Report every line of the records below that contains the word "gray", copying each such line in full.
*** DATA SUPPLIED ***
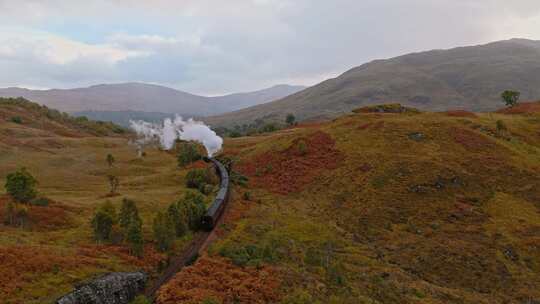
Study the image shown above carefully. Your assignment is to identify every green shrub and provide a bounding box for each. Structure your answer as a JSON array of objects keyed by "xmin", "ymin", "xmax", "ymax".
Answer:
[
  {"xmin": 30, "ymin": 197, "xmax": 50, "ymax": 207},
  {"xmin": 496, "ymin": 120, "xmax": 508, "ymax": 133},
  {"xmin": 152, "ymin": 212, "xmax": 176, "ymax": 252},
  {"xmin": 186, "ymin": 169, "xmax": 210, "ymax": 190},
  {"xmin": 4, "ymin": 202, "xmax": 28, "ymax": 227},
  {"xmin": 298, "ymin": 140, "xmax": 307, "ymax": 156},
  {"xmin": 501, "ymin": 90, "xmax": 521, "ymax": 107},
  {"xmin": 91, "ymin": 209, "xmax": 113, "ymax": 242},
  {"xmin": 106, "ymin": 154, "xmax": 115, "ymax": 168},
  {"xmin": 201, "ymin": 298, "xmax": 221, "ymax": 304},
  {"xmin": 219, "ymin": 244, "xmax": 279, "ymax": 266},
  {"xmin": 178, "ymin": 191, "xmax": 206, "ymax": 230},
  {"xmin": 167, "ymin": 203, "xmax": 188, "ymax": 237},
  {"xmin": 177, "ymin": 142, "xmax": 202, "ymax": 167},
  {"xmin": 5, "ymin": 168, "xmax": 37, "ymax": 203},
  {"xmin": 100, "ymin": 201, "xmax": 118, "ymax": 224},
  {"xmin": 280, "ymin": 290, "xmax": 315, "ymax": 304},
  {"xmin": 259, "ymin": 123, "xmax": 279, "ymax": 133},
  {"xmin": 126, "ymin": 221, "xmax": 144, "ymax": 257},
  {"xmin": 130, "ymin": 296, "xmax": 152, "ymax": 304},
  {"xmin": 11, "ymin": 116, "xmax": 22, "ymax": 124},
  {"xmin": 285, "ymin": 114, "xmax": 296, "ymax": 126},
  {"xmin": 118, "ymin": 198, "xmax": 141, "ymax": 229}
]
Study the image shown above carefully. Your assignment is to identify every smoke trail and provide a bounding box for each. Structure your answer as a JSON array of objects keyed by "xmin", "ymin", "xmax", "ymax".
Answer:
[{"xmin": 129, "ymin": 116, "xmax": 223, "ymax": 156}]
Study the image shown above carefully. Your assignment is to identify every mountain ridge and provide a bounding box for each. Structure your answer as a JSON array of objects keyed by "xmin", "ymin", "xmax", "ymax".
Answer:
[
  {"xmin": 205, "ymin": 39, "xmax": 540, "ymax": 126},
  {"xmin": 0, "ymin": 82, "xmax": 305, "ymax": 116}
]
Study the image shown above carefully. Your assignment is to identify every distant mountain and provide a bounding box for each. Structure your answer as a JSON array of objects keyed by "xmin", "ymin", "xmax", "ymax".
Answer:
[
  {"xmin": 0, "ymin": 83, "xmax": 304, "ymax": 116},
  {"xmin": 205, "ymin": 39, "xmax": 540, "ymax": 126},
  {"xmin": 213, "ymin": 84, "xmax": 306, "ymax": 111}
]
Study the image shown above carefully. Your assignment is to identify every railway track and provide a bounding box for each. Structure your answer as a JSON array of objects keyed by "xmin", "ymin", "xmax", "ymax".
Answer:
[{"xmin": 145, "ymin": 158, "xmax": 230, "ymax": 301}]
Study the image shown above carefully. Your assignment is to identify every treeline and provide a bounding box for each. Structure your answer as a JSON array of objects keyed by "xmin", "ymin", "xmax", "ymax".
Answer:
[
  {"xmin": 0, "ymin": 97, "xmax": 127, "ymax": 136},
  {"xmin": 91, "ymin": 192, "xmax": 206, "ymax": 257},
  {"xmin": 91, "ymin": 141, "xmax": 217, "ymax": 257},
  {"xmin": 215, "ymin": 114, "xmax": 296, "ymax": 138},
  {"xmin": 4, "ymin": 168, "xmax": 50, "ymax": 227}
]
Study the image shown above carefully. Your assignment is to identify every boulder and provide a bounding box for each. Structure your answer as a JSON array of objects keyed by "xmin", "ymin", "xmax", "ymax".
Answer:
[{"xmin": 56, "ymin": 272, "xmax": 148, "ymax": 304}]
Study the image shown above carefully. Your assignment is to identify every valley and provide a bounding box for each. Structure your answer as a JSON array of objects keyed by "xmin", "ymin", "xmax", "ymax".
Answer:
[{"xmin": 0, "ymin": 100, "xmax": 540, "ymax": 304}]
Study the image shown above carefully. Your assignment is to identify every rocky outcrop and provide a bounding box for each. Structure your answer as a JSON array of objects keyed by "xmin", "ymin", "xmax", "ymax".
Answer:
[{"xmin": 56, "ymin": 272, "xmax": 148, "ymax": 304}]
***
*** DATA SUPPLIED ***
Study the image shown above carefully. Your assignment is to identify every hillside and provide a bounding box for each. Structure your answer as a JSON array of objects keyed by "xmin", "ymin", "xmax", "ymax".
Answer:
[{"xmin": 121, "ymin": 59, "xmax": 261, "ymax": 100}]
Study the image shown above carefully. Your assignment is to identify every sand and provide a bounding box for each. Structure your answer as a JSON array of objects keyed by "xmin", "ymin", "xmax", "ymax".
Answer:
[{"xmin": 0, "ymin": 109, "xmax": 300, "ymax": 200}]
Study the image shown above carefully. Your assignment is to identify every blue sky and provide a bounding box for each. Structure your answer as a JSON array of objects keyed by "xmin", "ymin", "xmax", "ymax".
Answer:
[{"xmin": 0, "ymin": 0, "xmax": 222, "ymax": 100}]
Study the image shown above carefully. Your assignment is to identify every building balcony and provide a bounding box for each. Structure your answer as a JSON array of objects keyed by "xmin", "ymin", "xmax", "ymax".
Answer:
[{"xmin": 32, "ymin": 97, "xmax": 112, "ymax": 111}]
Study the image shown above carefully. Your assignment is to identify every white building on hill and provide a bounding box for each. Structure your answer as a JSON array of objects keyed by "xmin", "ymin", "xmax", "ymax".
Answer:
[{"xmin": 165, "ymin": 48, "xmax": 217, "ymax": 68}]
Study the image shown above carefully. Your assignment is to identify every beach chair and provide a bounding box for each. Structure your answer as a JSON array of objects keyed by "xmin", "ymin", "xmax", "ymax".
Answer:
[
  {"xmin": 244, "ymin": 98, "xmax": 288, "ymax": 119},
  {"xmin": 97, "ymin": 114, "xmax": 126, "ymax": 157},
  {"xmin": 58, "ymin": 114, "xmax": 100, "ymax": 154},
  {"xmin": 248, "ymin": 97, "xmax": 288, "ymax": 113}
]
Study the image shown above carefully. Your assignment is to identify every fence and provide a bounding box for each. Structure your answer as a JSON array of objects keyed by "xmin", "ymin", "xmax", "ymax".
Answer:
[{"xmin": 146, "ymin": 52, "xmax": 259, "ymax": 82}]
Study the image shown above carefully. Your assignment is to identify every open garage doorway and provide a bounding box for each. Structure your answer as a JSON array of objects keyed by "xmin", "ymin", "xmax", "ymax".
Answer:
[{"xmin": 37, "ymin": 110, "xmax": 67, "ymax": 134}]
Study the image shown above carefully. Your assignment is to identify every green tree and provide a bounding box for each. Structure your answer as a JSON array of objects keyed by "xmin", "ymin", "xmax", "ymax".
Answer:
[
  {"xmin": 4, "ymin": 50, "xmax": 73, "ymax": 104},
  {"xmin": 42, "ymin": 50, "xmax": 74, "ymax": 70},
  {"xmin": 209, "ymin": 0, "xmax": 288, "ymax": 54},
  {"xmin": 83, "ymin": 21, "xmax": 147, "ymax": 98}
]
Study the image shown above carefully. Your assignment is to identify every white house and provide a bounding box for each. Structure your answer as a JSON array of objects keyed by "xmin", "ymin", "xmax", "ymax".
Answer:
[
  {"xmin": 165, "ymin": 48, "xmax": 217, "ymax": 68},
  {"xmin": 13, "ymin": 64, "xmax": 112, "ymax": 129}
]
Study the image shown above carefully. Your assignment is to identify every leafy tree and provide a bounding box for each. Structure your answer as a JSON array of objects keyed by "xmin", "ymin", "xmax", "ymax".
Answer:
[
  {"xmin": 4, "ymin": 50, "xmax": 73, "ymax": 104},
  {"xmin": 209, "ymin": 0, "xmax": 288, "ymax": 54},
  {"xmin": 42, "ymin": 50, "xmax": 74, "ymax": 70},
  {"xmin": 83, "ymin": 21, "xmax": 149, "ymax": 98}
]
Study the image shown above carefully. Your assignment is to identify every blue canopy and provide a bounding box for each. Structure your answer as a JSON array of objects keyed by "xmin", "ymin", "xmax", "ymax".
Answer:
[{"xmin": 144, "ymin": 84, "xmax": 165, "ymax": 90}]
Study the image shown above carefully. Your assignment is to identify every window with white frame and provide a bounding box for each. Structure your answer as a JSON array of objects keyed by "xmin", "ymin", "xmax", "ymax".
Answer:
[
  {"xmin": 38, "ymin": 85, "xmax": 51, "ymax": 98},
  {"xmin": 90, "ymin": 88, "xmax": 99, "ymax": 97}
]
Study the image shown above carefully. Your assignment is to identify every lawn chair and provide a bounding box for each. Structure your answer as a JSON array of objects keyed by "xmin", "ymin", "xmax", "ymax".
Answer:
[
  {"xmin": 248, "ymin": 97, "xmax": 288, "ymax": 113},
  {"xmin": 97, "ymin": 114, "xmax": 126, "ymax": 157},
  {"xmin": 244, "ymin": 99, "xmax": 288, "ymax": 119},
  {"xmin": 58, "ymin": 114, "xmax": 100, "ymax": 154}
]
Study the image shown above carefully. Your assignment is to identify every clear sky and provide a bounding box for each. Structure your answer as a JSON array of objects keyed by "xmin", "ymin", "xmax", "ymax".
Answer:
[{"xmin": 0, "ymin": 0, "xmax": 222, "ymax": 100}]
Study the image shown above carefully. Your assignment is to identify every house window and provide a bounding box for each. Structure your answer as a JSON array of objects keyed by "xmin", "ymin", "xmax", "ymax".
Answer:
***
*** DATA SUPPLIED ***
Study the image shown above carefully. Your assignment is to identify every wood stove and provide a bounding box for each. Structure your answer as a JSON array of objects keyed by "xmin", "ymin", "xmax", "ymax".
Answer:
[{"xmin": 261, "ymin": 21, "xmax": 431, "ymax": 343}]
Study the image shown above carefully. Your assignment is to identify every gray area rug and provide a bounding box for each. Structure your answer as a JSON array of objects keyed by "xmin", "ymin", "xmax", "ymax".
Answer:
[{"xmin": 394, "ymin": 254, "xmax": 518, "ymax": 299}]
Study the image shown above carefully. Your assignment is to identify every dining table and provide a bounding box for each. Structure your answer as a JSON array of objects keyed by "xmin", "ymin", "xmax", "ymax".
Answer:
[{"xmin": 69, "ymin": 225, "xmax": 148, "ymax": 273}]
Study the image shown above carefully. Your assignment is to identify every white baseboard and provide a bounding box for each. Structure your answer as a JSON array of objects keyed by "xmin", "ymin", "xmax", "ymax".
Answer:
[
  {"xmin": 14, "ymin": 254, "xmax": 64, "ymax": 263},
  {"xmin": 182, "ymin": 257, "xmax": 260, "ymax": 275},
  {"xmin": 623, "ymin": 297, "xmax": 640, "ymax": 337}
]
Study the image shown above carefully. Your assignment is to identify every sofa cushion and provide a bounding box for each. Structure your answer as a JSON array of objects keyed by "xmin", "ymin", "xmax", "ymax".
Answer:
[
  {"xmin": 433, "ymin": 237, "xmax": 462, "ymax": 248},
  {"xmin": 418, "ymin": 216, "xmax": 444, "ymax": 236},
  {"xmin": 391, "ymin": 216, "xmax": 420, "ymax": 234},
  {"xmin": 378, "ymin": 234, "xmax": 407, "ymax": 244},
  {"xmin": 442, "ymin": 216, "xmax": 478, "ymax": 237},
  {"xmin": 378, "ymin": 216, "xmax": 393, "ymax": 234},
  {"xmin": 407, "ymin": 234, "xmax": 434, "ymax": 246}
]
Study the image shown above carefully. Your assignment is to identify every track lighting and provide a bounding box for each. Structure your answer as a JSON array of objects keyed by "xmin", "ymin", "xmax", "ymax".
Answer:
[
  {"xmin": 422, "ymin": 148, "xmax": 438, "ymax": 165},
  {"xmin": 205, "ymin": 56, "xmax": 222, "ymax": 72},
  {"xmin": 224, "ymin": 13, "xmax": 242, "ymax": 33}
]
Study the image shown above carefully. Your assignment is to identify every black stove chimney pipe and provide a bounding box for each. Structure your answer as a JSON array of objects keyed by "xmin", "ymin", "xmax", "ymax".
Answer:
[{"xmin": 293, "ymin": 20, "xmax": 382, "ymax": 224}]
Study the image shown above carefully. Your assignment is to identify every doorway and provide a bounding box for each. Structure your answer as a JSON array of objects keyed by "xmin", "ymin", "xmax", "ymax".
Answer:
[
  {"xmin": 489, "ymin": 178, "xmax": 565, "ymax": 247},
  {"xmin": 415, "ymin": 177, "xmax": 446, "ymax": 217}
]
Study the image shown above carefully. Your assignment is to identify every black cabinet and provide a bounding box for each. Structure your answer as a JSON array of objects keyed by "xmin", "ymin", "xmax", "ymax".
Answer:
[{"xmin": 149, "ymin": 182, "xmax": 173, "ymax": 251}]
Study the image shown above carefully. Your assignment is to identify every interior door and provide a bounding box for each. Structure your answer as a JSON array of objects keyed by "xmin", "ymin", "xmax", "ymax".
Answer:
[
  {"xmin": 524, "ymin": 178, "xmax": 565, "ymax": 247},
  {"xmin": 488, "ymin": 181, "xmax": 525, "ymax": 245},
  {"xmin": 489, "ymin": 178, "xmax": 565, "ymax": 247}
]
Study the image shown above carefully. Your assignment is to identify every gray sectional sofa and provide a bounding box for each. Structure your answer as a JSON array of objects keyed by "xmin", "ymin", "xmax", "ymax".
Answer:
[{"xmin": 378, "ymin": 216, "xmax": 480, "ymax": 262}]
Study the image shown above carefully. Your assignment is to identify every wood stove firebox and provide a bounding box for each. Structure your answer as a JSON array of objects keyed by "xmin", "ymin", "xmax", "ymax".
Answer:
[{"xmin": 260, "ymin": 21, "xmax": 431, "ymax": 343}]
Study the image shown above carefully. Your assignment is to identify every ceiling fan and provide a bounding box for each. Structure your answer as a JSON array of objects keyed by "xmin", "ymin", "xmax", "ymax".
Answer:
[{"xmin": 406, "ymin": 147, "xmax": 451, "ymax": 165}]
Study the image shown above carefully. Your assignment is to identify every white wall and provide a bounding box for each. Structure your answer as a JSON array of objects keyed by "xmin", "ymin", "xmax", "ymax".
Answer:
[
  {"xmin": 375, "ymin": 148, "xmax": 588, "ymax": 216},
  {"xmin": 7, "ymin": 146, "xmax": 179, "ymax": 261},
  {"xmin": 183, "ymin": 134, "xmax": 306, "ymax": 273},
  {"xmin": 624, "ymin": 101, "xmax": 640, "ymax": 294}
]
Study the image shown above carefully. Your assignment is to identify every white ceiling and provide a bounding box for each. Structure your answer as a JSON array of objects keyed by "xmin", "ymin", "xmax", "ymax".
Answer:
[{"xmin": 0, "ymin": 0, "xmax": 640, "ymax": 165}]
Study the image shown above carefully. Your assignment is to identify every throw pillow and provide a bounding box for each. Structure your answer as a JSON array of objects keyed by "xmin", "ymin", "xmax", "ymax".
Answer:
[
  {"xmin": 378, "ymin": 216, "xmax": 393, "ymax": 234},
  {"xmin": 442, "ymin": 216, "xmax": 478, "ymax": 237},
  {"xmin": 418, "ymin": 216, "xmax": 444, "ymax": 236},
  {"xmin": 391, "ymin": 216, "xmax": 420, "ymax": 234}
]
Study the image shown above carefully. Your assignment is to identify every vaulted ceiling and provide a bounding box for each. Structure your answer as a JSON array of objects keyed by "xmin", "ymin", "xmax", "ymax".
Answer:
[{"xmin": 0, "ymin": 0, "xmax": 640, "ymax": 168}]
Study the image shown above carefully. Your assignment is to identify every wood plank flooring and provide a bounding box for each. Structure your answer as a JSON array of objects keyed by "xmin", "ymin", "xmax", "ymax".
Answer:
***
#### [REPLY TO THE EXERCISE]
Study the image shown above carefully. Your assignment is to identify every gray area rug and provide a bounding box for each. Structure your answer as a JSON array of objects keyed by "xmin", "ymin", "xmax", "ymax".
Study the image shown above carefully. Your assignment is to identify every gray sectional sofa and provide a bounding box for each. Structure your answer as a JSON array of objects keyed by "xmin", "ymin", "xmax", "ymax".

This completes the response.